* **TEXT FOR ANALYSIS**
☆ ☆ ☆ ☆ ☆ ☆ ☆

3. Optimize patient engagement with predictive AI routing

As the first point of contact with patients, healthcare providers’ contact centers play a critical role in triage. Effectively managing the patient journey depends on connecting the patient with the right resource. Sometimes, a bot or self-service option is appropriate. Other times, a patient service representative or nurse is needed.

Your contact center team can learn to make good decisions about when to transfer a caller to a clinical resource. So can an artificial intelligence (AI)-powered bot. Natural language processing can help train a bot to evaluate the patient’s intent and route them to the best resource. It can also spot key words and phrases, such as “chest pain,” and seamlessly transfer the patient to a nurse. If no nurses are available, the patient’s information can be added to a managed queue for a callback.

Through machine learning, an AI solution routes patients based on a wide variety of factors, including medical history, the efficiency of each patient service representative in handling a specific issue or even your staff’s relevant disease-specific knowledge.

Guiding the patient journey in a personalized and empathetic way — even without involving personnel — increases the chances the patient’s issue will be resolved within a single contact.

4. Personalize the patient experience with EHR integration

Personalizing the patient experience is about more than patient satisfaction. It also drives both the care plan and the patient’s adherence to it. That requires context — having access to the right information at the right time. When it comes to clinical details, that context comes from the EHR. And that means it’s critical to integrate the EHR with your contact center solution.

EHR integration enables more patient-centered communication. For example, by simply verifying the patient’s identity, an IVR system can pull up the patient’s vital information before the patient service representative takes the call. This makes the interaction more personalized and efficient. EHR integrations can also make digital engagements more meaningful and effective. As a result, patients are even more likely to rely on digital channels — and that further reduces the burden on contact center staff.

Imagine how different Ted’s interaction could have been using these strategies. This time, Ted automatically receives a notification of his doctor’s referral, along with updates as the care team works on getting authorization for the appointment with the specialist and the necessary diagnostic procedure. When Ted calls to schedule, the patient service representative has everything needed to make the process fast and easy.

☆ ☆ ☆ ☆ ☆ ☆ ☆

(Region pointing data)
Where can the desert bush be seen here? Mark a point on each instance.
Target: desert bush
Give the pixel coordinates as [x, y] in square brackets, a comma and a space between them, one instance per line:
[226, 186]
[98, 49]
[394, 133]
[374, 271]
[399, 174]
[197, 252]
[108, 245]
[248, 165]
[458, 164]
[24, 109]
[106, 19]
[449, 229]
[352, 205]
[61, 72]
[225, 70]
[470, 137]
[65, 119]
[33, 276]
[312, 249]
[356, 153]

☆ ☆ ☆ ☆ ☆ ☆ ☆

* **WHAT NEEDS TO BE DONE**
Output the text on contact center strategies for patient engagement word for word, in full.

* **THE ANSWER**
3. Optimize patient engagement with predictive AI routing

As the first point of contact with patients, healthcare providers’ contact centers play a critical role in triage. Effectively managing the patient journey depends on connecting the patient with the right resource. Sometimes, a bot or self-service option is appropriate. Other times, a patient service representative or nurse is needed.

Your contact center team can learn to make good decisions about when to transfer a caller to a clinical resource. So can an artificial intelligence (AI)-powered bot. Natural language processing can help train a bot to evaluate the patient’s intent and route them to the best resource. It can also spot key words and phrases, such as “chest pain,” and seamlessly transfer the patient to a nurse. If no nurses are available, the patient’s information can be added to a managed queue for a callback.

Through machine learning, an AI solution routes patients based on a wide variety of factors, including medical history, the efficiency of each patient service representative in handling a specific issue or even your staff’s relevant disease-specific knowledge.

Guiding the patient journey in a personalized and empathetic way — even without involving personnel — increases the chances the patient’s issue will be resolved within a single contact.

4. Personalize the patient experience with EHR integration

Personalizing the patient experience is about more than patient satisfaction. It also drives both the care plan and the patient’s adherence to it. That requires context — having access to the right information at the right time. When it comes to clinical details, that context comes from the EHR. And that means it’s critical to integrate the EHR with your contact center solution.

EHR integration enables more patient-centered communication. For example, by simply verifying the patient’s identity, an IVR system can pull up the patient’s vital information before the patient service representative takes the call. This makes the interaction more personalized and efficient. EHR integrations can also make digital engagements more meaningful and effective. As a result, patients are even more likely to rely on digital channels — and that further reduces the burden on contact center staff.

Imagine how different Ted’s interaction could have been using these strategies. This time, Ted automatically receives a notification of his doctor’s referral, along with updates as the care team works on getting authorization for the appointment with the specialist and the necessary diagnostic procedure. When Ted calls to schedule, the patient service representative has everything needed to make the process fast and easy.